··· ROWS

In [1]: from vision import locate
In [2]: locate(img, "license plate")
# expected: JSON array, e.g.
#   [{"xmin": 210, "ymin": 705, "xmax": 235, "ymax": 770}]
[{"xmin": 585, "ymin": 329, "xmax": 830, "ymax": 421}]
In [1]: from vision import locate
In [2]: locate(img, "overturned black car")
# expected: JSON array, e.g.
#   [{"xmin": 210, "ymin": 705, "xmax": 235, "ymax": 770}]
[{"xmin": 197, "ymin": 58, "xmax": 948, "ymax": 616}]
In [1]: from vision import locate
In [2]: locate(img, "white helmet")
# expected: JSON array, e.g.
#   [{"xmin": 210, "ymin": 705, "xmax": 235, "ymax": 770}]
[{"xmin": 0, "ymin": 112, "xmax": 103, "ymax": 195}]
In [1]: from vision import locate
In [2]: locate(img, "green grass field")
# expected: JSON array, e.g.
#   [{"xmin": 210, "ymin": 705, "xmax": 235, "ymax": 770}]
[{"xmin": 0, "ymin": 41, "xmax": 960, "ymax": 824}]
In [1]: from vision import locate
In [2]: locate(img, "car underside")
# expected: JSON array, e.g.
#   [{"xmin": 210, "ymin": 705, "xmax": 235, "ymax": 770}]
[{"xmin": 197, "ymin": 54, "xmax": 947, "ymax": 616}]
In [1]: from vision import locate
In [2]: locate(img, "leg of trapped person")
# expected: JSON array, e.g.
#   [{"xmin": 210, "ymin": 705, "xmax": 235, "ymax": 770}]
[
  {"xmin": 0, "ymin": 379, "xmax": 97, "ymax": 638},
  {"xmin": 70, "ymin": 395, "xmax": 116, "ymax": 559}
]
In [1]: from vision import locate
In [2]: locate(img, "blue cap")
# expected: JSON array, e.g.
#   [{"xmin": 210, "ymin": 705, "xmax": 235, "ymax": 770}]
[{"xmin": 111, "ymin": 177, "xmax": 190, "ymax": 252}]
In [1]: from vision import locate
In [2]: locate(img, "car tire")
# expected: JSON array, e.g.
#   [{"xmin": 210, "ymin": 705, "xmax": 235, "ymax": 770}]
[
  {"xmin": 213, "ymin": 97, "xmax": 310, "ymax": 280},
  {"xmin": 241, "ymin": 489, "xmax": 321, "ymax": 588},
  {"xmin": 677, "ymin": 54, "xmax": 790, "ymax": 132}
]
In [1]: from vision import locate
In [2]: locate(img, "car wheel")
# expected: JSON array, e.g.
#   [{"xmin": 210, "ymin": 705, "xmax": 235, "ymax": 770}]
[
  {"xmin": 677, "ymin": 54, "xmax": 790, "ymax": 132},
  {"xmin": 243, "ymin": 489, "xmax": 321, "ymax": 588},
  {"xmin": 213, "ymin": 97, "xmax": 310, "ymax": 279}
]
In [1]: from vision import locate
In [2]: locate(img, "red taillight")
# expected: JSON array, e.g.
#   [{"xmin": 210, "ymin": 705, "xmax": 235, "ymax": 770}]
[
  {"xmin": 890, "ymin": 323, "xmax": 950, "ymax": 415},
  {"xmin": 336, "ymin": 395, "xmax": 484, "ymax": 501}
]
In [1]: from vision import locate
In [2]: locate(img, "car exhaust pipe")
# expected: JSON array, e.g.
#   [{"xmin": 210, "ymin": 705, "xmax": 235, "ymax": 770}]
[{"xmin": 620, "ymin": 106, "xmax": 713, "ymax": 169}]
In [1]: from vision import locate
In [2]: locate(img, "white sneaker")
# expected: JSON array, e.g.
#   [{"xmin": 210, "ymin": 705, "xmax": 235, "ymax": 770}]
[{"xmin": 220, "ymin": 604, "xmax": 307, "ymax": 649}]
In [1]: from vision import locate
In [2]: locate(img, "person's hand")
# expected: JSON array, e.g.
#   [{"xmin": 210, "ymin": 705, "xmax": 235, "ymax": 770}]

······

# [EXERCISE TASK]
Your task is to repeat the data exactly; please include every line.

# [RESPONSE BELOW]
In [1]: from vision import locate
In [2]: locate(img, "license plate")
# expected: JSON array, e.g.
#   [{"xmin": 210, "ymin": 705, "xmax": 235, "ymax": 770}]
[{"xmin": 585, "ymin": 329, "xmax": 830, "ymax": 421}]
In [1]: from vision import locate
In [2]: locate(img, "overturned black car")
# expected: JSON array, e.g.
#   [{"xmin": 210, "ymin": 705, "xmax": 235, "ymax": 770}]
[{"xmin": 197, "ymin": 58, "xmax": 948, "ymax": 616}]
In [1]: from vision import locate
In [2]: locate(img, "white helmet")
# expected: JSON array, e.g.
#   [{"xmin": 210, "ymin": 705, "xmax": 235, "ymax": 770}]
[{"xmin": 0, "ymin": 112, "xmax": 103, "ymax": 195}]
In [1]: from vision import locate
In [2]: locate(img, "green grass field")
# expected: JSON array, e.g.
#   [{"xmin": 210, "ymin": 705, "xmax": 235, "ymax": 770}]
[{"xmin": 0, "ymin": 41, "xmax": 960, "ymax": 824}]
In [1]: from vision import locate
In [2]: locate(img, "car underside")
# expected: JSON array, e.g.
#   [{"xmin": 210, "ymin": 705, "xmax": 235, "ymax": 770}]
[{"xmin": 197, "ymin": 54, "xmax": 947, "ymax": 616}]
In [1]: from vision import locate
In [2]: locate(img, "leg of trapped person")
# expected: JSON array, e.g.
#   [{"xmin": 210, "ymin": 705, "xmax": 235, "ymax": 770}]
[
  {"xmin": 0, "ymin": 379, "xmax": 97, "ymax": 638},
  {"xmin": 70, "ymin": 395, "xmax": 116, "ymax": 559}
]
In [1]: from vision import locate
In [2]: locate(img, "blue cap")
# expected: JSON array, e.g.
#   [{"xmin": 210, "ymin": 705, "xmax": 235, "ymax": 770}]
[{"xmin": 111, "ymin": 177, "xmax": 190, "ymax": 252}]
In [1]: from vision import locate
In [2]: locate(img, "car tire")
# expected: JSON array, e.g.
#   [{"xmin": 210, "ymin": 705, "xmax": 235, "ymax": 770}]
[
  {"xmin": 213, "ymin": 97, "xmax": 310, "ymax": 280},
  {"xmin": 241, "ymin": 489, "xmax": 321, "ymax": 588},
  {"xmin": 677, "ymin": 54, "xmax": 790, "ymax": 132}
]
In [1]: from vision import locate
In [2]: locate(img, "car wheel")
# expected: JSON array, e.g.
#   [{"xmin": 210, "ymin": 705, "xmax": 235, "ymax": 770}]
[
  {"xmin": 677, "ymin": 54, "xmax": 790, "ymax": 132},
  {"xmin": 243, "ymin": 489, "xmax": 321, "ymax": 588},
  {"xmin": 213, "ymin": 97, "xmax": 310, "ymax": 279}
]
In [1]: from vision import locate
In [2]: locate(img, "red taillight")
# expected: JSON array, e.g.
#   [{"xmin": 210, "ymin": 705, "xmax": 235, "ymax": 770}]
[
  {"xmin": 890, "ymin": 323, "xmax": 950, "ymax": 415},
  {"xmin": 336, "ymin": 395, "xmax": 484, "ymax": 501}
]
In [1]: from vision import locate
In [2]: locate(img, "car exhaust pipe")
# expected: JSON array, e.g.
#   [{"xmin": 210, "ymin": 705, "xmax": 235, "ymax": 770}]
[{"xmin": 620, "ymin": 106, "xmax": 713, "ymax": 169}]
In [1]: from vision import locate
In [2]: locate(img, "white sneaker")
# expected: JSON array, e.g.
#   [{"xmin": 210, "ymin": 705, "xmax": 235, "ymax": 770}]
[{"xmin": 220, "ymin": 604, "xmax": 307, "ymax": 649}]
In [1]: from vision import locate
In [2]: locate(img, "person's hand")
# expected: JSON array, e.g.
#   [{"xmin": 210, "ymin": 705, "xmax": 235, "ymax": 770}]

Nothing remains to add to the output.